PASSAGE GIVEN:
--------------------------------------------------

Beer brand Madrí’s claim to be ‘Madrid’s modern-style European cerveza’ is untrue – but does anyone really care, asks Pete Brown.


Madrid is one of my favourite drinking cities in the world. I love the ease of it: a leisurely caña, ice-cold with a thick, creamy head, with a tapa of fish, cheese or meat on a slice of bread, and on to the next bar. You’ll see olive stones and napkins gather in drifts by the foot rails.

Beautiful tiled walls, old men holding furious political arguments, legs of jamon gently oozing grease, and everywhere these little glasses of beer, as essential and unnoticed as the air you breathe.

One thing you’re less likely to see is a beer called Madrí. Madrí Excepcional is all over the UK. It is the most successful new alcohol brand launch in the 16 years that analyst CGA has been measuring such things. After a soft launch in October 2020, in 2022 it exploded. It’s gone from nowhere to become a top 10 lager brand. It’s everywhere. Everywhere, that is, apart from Madrid, where it has only recently launched.

--------------------------------------------------

EXERCISE REQUIREMENTS:
a - According to the article on Madrí beer, when did the brand have its soft launch?
b - Shorten the paragraph of the article on Madrí beer that begins "One thing you're less likely to see," keeping its main facts.
c - Write out, word for word, the stretch of the article on Madrí beer from "Beautiful tiled walls, old" through "only recently launched.".
The records that come next have nothing to do with the article on Madrí beer.

(Entries pointing to named objects)
--------------------------------------------------

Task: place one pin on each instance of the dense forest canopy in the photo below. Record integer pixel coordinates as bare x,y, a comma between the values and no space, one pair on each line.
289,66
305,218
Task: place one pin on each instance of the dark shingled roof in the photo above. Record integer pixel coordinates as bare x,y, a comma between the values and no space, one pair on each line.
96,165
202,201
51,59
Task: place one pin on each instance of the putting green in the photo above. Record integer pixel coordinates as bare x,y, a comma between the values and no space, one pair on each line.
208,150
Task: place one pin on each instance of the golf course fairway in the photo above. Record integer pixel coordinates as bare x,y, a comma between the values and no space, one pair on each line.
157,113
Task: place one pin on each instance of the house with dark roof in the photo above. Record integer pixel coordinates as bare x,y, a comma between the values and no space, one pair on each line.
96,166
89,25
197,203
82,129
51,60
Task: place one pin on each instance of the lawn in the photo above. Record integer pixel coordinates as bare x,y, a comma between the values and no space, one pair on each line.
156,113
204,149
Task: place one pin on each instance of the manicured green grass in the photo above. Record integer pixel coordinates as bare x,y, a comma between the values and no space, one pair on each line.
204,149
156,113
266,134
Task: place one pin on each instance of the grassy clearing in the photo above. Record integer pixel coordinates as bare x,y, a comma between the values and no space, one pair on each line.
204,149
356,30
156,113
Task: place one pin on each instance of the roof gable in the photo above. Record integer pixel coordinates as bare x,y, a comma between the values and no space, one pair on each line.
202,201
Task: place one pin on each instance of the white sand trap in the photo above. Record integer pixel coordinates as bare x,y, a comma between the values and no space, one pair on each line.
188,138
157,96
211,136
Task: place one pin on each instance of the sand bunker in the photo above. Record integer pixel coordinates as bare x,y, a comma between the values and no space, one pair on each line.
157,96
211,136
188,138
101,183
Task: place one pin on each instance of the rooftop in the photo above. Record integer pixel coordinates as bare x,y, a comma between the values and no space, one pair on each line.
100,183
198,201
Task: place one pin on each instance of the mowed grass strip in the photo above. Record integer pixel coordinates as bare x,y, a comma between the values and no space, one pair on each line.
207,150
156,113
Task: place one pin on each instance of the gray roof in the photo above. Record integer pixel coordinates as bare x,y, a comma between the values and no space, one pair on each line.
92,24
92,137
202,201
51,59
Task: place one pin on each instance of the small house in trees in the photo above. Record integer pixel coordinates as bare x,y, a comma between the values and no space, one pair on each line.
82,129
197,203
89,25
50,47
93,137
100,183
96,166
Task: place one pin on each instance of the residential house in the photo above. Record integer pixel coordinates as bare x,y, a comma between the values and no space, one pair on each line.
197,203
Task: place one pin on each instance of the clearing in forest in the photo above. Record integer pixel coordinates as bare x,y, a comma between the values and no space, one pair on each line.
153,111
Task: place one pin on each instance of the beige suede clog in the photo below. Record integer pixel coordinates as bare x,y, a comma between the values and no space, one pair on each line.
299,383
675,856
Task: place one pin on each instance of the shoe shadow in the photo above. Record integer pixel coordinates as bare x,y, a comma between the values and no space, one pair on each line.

--------------------------------------------------

FULL SOLUTIONS:
a - In October 2020.

b - Madrí Excepcional is everywhere in the UK but rarely seen in Madrid, where it has only recently launched. Analyst CGA calls it the most successful new alcohol brand launch in the 16 years it has measured such launches. After a soft launch in October 2020, it took off in 2022 and became a top 10 lager brand.

c -
Beautiful tiled walls, old men holding furious political arguments, legs of jamon gently oozing grease, and everywhere these little glasses of beer, as essential and unnoticed as the air you breathe.

One thing you’re less likely to see is a beer called Madrí. Madrí Excepcional is all over the UK. It is the most successful new alcohol brand launch in the 16 years that analyst CGA has been measuring such things. After a soft launch in October 2020, in 2022 it exploded. It’s gone from nowhere to become a top 10 lager brand. It’s everywhere. Everywhere, that is, apart from Madrid, where it has only recently launched.